**WRITTEN TASK**
In the material below, could you rewrite everything from the line containing "Task: locate the dark" down to the line containing "x=197 y=190", replacing "marker" with "pin" and leaving all else unchanged?

(Location labeling records)
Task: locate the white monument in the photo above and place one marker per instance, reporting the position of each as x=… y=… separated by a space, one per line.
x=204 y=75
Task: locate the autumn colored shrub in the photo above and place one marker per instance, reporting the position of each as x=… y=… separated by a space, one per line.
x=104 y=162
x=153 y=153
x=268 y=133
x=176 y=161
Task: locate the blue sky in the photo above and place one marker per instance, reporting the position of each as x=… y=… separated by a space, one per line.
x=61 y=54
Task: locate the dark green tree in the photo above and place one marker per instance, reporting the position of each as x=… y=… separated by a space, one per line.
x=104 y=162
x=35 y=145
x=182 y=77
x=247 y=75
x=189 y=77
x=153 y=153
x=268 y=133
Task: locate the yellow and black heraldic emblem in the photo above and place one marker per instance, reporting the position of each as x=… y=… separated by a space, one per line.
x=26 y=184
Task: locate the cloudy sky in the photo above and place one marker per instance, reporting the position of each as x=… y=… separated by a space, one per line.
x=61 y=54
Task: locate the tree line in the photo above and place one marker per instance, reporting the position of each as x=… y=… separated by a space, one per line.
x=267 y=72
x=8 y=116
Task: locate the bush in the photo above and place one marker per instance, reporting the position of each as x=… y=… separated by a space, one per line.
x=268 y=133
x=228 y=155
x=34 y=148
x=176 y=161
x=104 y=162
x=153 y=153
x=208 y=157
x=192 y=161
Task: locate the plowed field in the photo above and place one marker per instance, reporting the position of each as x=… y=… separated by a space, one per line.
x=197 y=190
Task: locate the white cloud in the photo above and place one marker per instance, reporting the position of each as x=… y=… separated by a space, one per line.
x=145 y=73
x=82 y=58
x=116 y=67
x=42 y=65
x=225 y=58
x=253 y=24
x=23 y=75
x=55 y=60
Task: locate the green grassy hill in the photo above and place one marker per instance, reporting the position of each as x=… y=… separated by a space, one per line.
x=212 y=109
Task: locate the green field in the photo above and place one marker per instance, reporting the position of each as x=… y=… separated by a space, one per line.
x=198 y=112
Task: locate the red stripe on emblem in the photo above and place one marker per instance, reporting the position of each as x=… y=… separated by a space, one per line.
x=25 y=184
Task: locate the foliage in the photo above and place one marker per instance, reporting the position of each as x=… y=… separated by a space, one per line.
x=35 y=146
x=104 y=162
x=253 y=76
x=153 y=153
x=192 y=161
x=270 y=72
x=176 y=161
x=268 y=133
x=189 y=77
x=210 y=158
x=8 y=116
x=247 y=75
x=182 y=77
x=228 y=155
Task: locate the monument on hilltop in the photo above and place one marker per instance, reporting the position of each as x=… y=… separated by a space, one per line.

* * *

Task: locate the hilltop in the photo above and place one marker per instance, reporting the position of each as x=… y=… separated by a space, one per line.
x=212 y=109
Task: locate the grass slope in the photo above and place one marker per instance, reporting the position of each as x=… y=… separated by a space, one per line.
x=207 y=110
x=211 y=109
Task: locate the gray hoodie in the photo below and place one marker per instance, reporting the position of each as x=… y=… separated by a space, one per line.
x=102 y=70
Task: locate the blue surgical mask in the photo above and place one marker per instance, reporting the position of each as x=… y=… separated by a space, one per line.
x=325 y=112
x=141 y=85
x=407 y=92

**REPLY TO THE EXERCISE**
Task: locate the dark green tree in the photo above and place one pin per instance, reporting the position of each as x=… y=… separated by a space, one per line.
x=104 y=162
x=35 y=145
x=182 y=77
x=247 y=75
x=189 y=77
x=153 y=153
x=268 y=133
Task: locate the yellow and black heraldic emblem in the photo above and place one pin per instance, reporting the position of each as x=… y=… separated by a space, one per line.
x=26 y=184
Task: locate the cloudy sky in the photo above and place one pin per instance, reporting the position of each as x=… y=… separated by a space, one per line.
x=61 y=54
Task: locate the tree line in the photo above and place one pin per instance, reporting the position of each as x=… y=… separated by a space, one per line.
x=267 y=72
x=8 y=116
Task: locate the bush in the photo above and place one pin per instance, reporting the position of each as x=… y=… separated by a space, one per line.
x=268 y=133
x=228 y=155
x=34 y=148
x=176 y=161
x=104 y=162
x=153 y=153
x=208 y=157
x=192 y=161
Task: locate the plowed field in the photo above and place one pin per instance, reporting the position of each as x=… y=… separated by a space, one per line.
x=197 y=190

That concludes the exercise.